[Region pointing data]
.....

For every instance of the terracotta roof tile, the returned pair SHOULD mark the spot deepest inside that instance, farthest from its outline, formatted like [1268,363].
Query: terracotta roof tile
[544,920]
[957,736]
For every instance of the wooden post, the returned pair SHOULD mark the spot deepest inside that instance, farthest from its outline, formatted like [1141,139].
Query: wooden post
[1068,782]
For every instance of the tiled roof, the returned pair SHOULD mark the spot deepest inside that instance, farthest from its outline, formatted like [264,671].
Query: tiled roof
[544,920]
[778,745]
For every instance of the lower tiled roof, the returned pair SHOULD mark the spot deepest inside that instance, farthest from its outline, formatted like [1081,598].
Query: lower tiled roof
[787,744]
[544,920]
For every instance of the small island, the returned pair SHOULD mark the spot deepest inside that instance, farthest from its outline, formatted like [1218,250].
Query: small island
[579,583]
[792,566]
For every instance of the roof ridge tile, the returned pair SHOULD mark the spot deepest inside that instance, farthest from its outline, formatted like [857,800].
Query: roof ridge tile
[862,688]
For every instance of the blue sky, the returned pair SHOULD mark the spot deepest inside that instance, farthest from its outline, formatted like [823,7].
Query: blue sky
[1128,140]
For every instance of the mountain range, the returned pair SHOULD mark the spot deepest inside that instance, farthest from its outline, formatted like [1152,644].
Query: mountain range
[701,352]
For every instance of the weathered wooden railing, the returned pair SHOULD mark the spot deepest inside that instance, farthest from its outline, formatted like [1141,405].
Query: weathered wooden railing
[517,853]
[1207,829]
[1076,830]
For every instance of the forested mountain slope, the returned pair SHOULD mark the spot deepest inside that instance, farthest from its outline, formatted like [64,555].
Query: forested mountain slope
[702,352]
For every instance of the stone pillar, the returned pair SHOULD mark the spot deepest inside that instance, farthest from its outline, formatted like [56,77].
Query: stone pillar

.....

Work item. The expected output is the run of lines from the one holding "Query: weathered wooden railing" to the last line of the entries above, each reproduced character for character.

Task solution.
Query: weathered wooden railing
[517,853]
[1207,829]
[1076,830]
For every instance of the forested mountain slope, the returned pair SHOULD mark the spot deepest inside that instance, farthest from its outline, formatted like [64,555].
Query: forested mountain slope
[702,352]
For every instance of the stone pillar, the returned pair SHOULD mark the spot deepest inside that instance, farthest from its outline, formatted like [56,77].
Query: stone pillar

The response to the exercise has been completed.